What you are asked to do: Starting with the line that contains "Could you provide the mask of every instance of the grilled", copy each line exactly through the end of the listing, and omit all pictures.

Working data:

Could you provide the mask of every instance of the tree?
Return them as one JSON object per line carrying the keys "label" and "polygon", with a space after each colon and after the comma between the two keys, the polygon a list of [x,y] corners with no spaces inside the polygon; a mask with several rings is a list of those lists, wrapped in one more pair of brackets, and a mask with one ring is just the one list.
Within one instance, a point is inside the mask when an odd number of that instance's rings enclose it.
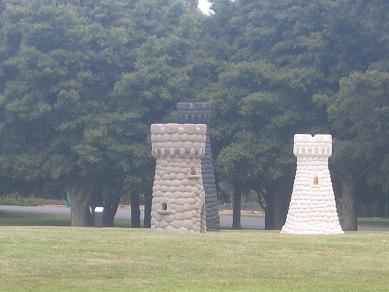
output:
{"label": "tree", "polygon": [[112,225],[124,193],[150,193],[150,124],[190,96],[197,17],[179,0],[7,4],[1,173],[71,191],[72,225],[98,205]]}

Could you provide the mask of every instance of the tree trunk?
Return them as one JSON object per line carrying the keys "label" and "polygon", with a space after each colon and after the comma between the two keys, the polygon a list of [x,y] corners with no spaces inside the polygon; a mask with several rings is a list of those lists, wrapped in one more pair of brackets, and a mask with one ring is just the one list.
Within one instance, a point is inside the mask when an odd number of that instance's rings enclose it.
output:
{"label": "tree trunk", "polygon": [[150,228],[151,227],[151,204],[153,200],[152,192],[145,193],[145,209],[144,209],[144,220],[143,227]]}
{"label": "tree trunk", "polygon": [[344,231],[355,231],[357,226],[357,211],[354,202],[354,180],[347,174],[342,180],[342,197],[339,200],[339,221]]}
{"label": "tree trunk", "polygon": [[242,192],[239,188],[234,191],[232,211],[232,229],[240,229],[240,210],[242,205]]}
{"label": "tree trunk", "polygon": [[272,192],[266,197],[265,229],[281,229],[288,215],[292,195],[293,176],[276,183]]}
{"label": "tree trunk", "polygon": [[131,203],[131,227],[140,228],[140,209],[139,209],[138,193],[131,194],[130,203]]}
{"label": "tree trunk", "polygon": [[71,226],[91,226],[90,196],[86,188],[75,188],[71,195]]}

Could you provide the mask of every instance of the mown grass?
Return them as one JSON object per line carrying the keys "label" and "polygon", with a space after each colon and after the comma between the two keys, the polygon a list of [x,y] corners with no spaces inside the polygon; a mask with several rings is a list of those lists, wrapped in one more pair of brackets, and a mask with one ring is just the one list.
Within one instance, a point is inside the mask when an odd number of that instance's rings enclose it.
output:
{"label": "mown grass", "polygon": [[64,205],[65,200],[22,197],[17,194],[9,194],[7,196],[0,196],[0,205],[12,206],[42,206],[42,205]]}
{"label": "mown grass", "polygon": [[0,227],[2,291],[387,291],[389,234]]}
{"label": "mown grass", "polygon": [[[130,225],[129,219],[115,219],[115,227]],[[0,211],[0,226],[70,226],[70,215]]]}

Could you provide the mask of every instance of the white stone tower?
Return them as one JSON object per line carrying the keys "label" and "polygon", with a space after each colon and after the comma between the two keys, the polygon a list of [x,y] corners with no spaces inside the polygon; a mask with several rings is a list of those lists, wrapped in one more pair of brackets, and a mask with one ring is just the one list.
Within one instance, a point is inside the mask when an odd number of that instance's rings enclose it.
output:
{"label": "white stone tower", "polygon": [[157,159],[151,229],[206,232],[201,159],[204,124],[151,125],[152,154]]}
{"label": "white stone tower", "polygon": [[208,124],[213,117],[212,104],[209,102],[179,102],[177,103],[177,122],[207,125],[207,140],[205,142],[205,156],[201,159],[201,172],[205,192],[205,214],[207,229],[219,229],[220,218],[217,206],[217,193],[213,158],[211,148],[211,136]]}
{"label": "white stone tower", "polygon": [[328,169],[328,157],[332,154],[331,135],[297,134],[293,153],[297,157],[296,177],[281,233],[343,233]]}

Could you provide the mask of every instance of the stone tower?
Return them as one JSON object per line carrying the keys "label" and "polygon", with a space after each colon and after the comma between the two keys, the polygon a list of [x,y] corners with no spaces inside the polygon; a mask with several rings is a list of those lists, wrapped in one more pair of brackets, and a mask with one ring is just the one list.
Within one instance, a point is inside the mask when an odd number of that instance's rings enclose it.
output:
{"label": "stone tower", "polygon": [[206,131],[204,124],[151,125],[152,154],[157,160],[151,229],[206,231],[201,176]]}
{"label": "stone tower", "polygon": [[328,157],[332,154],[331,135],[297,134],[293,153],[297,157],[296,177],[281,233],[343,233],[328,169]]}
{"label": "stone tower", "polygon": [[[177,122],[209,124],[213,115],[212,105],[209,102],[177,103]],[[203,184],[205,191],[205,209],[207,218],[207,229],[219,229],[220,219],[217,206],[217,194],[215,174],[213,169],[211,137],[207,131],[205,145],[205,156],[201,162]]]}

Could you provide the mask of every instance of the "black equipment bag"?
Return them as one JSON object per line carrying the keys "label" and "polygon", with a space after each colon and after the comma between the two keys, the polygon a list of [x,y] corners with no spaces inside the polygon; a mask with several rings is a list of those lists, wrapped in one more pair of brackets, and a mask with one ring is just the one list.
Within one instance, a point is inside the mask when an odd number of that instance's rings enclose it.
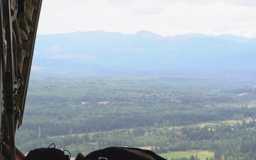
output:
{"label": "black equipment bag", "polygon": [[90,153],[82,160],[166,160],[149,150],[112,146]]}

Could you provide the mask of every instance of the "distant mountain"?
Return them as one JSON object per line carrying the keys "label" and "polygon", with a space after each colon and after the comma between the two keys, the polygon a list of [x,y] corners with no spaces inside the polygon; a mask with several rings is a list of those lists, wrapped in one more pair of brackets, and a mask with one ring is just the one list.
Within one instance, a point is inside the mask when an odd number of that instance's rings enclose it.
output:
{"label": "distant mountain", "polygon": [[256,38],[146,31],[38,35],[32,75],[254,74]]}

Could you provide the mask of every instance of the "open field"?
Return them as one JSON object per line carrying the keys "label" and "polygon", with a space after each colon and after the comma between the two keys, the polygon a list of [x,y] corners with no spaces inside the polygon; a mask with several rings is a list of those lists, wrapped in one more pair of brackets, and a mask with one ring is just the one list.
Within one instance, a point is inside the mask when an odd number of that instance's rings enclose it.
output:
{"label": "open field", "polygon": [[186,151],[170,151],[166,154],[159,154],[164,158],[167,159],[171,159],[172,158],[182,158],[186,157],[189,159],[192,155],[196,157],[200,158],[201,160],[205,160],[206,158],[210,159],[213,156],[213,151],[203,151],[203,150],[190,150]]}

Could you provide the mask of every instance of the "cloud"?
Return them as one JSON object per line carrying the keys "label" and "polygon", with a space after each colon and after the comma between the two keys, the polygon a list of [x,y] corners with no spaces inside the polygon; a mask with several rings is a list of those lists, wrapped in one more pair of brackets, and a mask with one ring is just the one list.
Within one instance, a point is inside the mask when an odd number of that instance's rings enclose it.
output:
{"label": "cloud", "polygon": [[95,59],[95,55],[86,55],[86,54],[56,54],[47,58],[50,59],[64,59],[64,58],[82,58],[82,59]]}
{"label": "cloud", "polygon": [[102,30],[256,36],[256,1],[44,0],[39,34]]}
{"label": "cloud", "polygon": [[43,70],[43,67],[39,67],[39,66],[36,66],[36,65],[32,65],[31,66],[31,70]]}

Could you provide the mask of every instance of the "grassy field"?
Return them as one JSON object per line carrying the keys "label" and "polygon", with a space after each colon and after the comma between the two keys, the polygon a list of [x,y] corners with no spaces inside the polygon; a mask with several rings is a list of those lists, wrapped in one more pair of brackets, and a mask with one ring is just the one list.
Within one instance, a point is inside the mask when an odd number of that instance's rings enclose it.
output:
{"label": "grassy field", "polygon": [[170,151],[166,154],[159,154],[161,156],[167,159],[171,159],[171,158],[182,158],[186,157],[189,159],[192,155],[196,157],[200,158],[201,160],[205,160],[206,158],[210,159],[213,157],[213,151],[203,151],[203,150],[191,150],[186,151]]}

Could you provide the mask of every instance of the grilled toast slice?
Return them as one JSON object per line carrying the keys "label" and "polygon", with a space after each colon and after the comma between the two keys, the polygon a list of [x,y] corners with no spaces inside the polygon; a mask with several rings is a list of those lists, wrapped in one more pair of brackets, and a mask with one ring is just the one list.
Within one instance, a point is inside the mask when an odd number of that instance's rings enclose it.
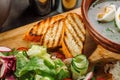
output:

Correct answer:
Could you provide the mask of every instance of the grilled toast slice?
Return them as one JSON object per line carrying the keys "label" and "polygon", with a space after each colon and after the comma between the two keys, the polygon a list of [x,y] corners with no spaces inside the polygon; a mask with several rings is a list of those lists, wrapped in one more pair of brackets, and a mask with one ring is just the one list.
Within one instance, a point is inside the mask when an odd number of that instance's rings enclose it.
output:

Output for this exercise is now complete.